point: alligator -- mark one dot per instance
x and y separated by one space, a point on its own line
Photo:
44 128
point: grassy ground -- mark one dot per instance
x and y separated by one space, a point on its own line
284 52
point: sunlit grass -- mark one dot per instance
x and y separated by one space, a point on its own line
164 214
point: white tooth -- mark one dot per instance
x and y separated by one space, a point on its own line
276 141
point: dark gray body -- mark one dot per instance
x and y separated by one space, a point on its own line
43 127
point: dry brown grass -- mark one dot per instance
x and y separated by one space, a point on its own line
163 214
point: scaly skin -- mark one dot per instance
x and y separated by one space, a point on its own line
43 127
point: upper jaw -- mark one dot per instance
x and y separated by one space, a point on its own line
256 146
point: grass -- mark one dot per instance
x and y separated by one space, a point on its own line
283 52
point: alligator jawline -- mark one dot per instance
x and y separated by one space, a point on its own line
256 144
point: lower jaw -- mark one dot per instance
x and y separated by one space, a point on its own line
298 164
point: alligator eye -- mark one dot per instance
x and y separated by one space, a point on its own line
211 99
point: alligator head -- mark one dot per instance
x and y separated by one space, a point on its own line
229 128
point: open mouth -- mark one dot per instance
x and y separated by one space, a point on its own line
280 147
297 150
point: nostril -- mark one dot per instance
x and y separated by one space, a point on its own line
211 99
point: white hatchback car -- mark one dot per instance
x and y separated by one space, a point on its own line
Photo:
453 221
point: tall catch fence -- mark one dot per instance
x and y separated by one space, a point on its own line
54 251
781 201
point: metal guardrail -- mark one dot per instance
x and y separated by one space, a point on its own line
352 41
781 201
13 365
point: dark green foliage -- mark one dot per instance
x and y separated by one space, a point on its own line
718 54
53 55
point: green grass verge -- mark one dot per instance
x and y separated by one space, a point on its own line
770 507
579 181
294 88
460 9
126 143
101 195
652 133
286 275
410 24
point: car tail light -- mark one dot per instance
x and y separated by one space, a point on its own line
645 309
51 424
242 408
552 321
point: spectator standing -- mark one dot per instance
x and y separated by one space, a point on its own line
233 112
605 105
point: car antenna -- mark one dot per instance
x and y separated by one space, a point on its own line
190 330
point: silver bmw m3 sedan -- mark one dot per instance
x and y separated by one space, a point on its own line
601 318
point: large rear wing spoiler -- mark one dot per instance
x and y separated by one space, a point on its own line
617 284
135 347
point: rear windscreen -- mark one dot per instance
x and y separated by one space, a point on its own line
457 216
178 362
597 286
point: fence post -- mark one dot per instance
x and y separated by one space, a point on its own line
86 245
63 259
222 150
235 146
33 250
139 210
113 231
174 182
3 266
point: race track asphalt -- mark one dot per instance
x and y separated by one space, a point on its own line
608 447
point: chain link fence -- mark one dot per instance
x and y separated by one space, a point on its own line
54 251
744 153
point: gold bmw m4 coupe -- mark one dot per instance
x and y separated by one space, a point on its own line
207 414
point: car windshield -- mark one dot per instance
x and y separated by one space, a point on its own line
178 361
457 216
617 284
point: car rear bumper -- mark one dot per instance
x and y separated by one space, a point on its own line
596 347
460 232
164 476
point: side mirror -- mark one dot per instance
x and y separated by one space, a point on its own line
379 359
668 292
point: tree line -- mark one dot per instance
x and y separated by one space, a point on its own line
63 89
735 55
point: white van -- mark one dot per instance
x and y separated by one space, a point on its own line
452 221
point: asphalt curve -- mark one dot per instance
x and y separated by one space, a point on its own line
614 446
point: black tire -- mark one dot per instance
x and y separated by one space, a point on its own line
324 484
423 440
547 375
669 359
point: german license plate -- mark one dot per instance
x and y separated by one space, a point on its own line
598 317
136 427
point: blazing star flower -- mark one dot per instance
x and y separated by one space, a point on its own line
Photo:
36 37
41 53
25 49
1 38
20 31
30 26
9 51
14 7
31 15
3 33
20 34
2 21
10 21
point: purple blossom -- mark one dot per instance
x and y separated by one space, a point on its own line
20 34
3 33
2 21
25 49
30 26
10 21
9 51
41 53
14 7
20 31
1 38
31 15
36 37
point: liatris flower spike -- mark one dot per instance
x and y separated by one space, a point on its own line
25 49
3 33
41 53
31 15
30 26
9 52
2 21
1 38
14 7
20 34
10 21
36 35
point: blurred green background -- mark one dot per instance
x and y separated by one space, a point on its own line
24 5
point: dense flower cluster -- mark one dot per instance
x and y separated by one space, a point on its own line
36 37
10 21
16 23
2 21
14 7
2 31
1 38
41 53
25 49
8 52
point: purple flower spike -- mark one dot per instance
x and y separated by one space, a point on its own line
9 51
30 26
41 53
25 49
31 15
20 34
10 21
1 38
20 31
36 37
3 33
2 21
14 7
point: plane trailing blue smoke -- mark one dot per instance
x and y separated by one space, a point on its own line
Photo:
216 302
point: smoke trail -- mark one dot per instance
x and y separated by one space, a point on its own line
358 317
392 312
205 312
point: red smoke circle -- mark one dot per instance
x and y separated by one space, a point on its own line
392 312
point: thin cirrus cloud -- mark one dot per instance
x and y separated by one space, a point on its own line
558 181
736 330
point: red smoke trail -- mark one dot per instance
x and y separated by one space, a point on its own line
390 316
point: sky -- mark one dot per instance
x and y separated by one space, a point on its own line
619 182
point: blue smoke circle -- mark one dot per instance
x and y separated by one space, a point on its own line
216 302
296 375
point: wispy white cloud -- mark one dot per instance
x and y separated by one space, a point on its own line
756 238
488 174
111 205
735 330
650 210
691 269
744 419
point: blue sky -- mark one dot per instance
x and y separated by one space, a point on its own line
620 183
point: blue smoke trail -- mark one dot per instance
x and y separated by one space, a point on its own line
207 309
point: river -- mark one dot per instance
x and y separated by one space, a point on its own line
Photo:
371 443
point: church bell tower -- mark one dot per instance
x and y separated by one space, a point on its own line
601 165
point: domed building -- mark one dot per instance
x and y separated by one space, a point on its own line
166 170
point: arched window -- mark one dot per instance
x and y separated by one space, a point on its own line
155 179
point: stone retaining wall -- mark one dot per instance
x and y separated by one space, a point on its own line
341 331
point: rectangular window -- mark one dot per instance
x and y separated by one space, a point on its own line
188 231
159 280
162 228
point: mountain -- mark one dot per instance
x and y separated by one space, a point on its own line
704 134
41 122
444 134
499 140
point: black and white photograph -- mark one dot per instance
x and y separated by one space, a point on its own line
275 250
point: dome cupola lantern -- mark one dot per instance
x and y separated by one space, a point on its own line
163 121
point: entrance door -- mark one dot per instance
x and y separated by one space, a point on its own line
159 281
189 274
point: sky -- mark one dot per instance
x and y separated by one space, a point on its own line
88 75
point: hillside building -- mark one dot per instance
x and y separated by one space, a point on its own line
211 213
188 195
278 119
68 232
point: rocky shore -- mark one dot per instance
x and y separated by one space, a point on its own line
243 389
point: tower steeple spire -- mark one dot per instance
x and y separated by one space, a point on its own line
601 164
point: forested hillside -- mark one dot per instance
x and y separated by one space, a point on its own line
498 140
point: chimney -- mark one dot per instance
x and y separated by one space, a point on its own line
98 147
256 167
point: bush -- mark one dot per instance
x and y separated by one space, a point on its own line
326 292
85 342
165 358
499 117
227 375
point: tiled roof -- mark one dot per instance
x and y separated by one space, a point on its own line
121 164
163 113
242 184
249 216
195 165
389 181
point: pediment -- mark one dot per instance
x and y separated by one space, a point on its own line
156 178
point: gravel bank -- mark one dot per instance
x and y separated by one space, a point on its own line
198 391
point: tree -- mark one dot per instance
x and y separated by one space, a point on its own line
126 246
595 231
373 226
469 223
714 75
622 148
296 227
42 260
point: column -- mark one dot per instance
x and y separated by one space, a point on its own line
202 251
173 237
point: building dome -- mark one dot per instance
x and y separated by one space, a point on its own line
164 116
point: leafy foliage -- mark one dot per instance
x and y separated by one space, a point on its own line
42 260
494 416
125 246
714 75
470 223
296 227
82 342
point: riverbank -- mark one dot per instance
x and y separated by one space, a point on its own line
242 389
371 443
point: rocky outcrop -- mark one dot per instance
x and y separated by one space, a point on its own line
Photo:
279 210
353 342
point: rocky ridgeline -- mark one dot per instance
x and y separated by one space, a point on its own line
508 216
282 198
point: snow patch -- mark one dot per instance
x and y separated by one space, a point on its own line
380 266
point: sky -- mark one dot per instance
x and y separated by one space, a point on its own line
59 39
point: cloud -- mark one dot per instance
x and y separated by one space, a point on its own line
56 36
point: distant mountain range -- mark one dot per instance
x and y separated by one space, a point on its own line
-------------------------
## What you need to do
Line count for the word "hillside": tally the lines in the records that include it and give only the result.

## Solved exercise
2